* _Data lines_:
## Start

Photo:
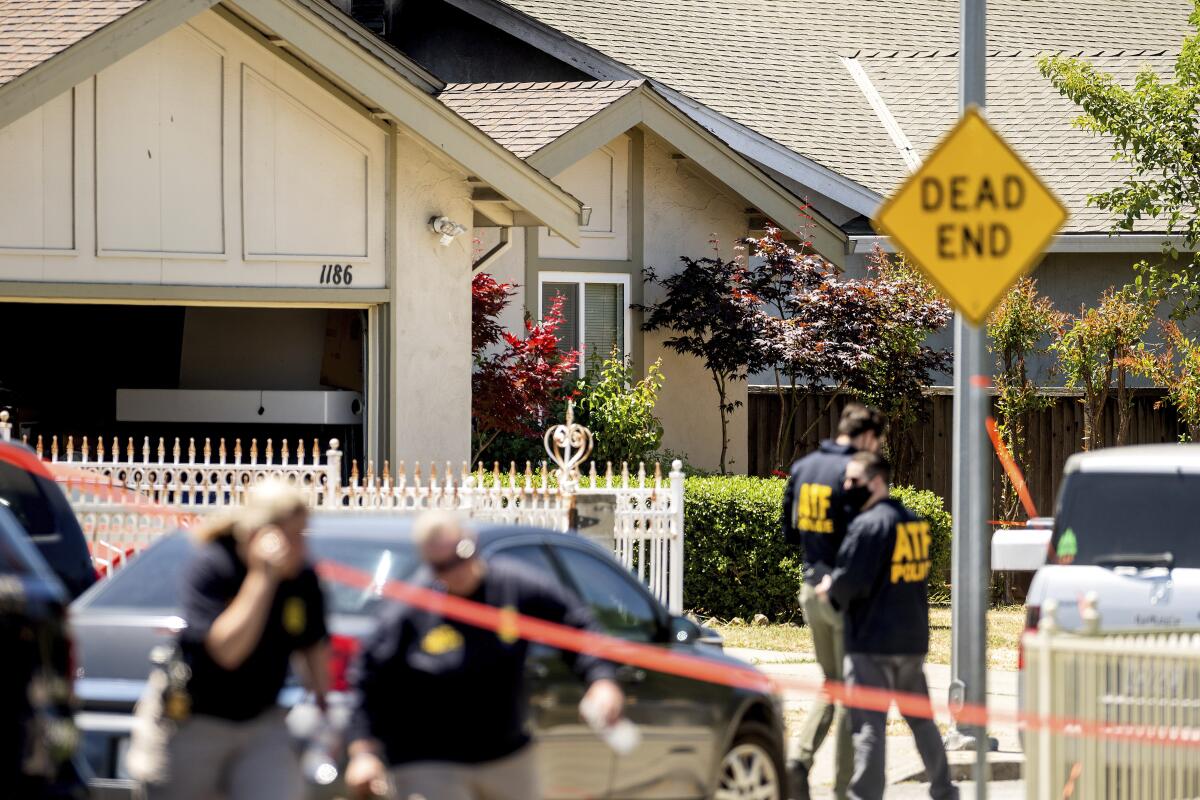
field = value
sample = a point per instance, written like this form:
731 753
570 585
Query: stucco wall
683 211
431 313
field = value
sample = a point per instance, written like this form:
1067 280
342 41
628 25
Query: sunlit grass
1005 626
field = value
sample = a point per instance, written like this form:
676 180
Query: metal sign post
971 577
975 218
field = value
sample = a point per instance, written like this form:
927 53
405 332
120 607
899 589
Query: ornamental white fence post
333 475
677 537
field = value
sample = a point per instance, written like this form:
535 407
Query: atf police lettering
813 509
910 557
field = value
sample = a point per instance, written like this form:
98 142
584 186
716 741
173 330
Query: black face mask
857 497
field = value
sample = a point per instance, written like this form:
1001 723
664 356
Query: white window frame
581 278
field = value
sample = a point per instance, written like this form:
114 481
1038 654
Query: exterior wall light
448 228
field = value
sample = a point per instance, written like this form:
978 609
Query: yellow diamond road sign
975 217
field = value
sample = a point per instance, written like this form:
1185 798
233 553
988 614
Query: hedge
736 563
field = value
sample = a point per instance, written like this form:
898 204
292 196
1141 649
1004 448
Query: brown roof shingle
527 116
33 31
775 66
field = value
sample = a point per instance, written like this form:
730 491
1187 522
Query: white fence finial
568 445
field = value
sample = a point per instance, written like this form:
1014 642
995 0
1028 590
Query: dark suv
37 733
29 491
699 739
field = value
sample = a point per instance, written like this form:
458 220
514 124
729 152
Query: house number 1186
336 274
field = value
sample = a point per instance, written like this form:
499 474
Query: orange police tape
1011 468
687 666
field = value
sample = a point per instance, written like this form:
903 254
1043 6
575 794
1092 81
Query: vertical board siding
1053 434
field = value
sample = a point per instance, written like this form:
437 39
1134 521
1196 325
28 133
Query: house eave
745 140
1085 242
310 36
643 106
133 30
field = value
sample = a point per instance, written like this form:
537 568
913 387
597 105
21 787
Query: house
215 218
221 210
833 103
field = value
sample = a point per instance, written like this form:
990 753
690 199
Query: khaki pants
828 641
210 757
513 777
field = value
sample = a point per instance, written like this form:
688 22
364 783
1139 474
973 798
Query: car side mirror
685 631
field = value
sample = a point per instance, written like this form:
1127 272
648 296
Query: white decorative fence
1127 711
126 497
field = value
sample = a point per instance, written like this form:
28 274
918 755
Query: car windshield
151 581
1105 513
21 495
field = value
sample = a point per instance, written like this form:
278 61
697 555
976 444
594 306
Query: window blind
569 331
604 326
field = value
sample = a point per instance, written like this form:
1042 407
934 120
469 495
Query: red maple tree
517 379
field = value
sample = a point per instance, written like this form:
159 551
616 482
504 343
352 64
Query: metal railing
1127 705
127 495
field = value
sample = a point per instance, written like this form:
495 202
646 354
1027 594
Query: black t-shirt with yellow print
297 621
815 513
881 582
437 690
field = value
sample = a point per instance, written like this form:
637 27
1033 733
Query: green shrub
930 505
736 563
619 409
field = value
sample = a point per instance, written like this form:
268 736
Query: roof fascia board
93 53
743 139
385 53
546 38
643 106
771 154
1065 244
310 35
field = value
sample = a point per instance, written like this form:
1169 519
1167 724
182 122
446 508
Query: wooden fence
1054 434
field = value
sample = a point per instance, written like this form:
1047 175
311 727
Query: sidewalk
903 761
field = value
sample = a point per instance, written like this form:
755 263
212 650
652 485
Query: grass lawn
1005 626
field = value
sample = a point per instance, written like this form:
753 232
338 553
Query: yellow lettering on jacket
910 555
813 509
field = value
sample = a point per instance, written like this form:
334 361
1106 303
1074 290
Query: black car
29 491
37 732
699 739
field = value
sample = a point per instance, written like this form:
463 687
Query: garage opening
187 372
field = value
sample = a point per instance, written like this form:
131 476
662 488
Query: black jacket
815 513
433 689
880 582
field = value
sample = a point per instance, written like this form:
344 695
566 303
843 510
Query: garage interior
184 371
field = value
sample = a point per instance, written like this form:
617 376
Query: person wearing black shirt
250 601
443 703
880 581
815 517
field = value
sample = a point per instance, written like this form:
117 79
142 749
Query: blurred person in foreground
442 704
251 602
880 582
816 513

## End

* _Goal_: The records shown above are to be repeated exactly, with the pictures left out.

* _The response_:
Photo:
field = value
sample = a point per instance, written like this form:
731 753
570 585
Query: stucco wall
683 211
431 313
field = value
sample = a point per instance, written like this form:
1067 280
342 41
628 25
Query: sunlit grass
1005 626
field = value
sample = a point per instance, written like this form:
676 180
Query: metal sign post
971 577
975 218
field = value
sample = a point per instance, written like this form:
927 53
405 332
120 607
899 589
Query: ornamental white fence post
333 475
677 537
field = value
sample = a point per instance, written like this form:
535 407
Query: atf police lettering
813 509
910 557
field = value
sample = a point per instance, written like this form:
98 142
584 186
716 741
173 330
Query: black face mask
857 497
field = value
sample = a point per instance, written like this form:
1001 723
664 356
Query: white window frame
581 278
field = value
sample = a point per instance, written like this form:
114 481
1038 654
Query: exterior wall light
448 228
field = value
sample = a point per instance, written like this form:
978 609
Query: yellow diamond road sign
975 217
field = value
sample = a point per instance, written like this form:
1185 798
233 553
988 614
Query: hedge
736 563
field = value
sample = a point per instance, written like this form:
898 204
292 196
1141 649
1004 448
Query: brown roof shingle
527 116
33 31
775 66
field = value
sample = a point per instance, written like this form:
730 491
1187 522
Query: white fence finial
568 445
field = value
sample = a point per instance, written like this form:
1014 642
995 0
1028 590
Query: dark suv
37 733
29 491
699 739
field = value
sample = a point per instance, written like this form:
458 220
514 124
729 152
Query: house number 1186
336 274
field = value
sample = a point per instance, written like this form:
499 474
Query: orange police tape
1011 468
687 666
field = value
sample = a point per instance, written like this form:
903 254
1043 6
575 794
1092 81
Query: vertical board siding
1053 434
field = value
sample = a point per instance, written like this form:
437 39
1134 521
1196 325
28 133
Query: house eave
745 140
1085 242
310 36
643 106
133 30
field = value
sample = a point per instance, written like this form:
537 568
913 387
597 105
21 787
Query: house
215 218
221 210
833 103
field = value
sample = a point per instance, written like this form:
990 753
690 199
Query: khaki pants
828 641
210 757
513 777
field = value
sample = a point per instance, written like this form:
688 22
364 783
1139 474
973 798
Query: car side mirror
685 631
field = value
sample = a point per instance, written like this form:
1127 272
648 296
Query: white decorative fence
1127 711
126 497
field = value
sample = a point per instance, written like this form:
28 274
918 755
Query: car windshield
151 581
1105 513
21 495
field = value
sample = a point per instance, written like this form:
278 61
697 555
976 444
594 306
Query: window blind
569 331
604 326
field = value
sample = a point per instance, written like this form:
1042 407
934 120
469 495
Query: red maple tree
517 379
field = value
sample = a point per instance, written like this form:
159 551
616 482
504 343
352 64
Query: metal railing
1127 705
127 495
field = value
sample = a point per instance, written like this form:
495 202
646 354
1027 594
Query: black t-shirt with yellow print
297 621
815 513
881 582
437 690
field = value
sample = a point per instance, written like this form:
637 27
1033 733
Query: green shrub
930 505
736 563
619 409
field = value
sample = a point per instance, written like this form:
268 736
Query: roof fascia board
93 53
743 139
385 53
546 38
643 106
771 154
1065 244
310 35
field = value
sample = a point per instance, written like this form:
1169 519
1167 724
182 122
446 508
Query: wooden fence
1054 434
field = value
sample = a point per instance, written like this form:
1047 175
311 727
Query: sidewalk
903 761
field = value
sample = a point per instance, written like this form:
755 263
212 650
652 485
Query: grass lawn
1005 626
field = value
sample = a point per instance, written like this form:
753 232
338 553
Query: yellow lettering on jacket
910 555
813 509
field = value
sample = a point per instance, written like this form:
334 361
1106 303
1074 290
Query: black car
29 491
37 732
699 739
field = value
sample = a point per instance, written like this form:
463 687
Query: garage opening
187 372
field = value
sample = a point per instance, written like this form:
131 476
662 488
Query: black jacket
815 513
433 689
880 582
field = value
sample = a point per instance, written like this form:
344 695
566 303
843 510
Query: garage interior
184 371
field = value
sample = a point per instance, written like this form:
617 376
Query: person wearing black shirt
250 601
443 703
880 581
815 517
field = value
sample = a point per instance, written like this form:
117 79
142 749
Query: blurred person in foreground
442 704
251 602
880 582
816 513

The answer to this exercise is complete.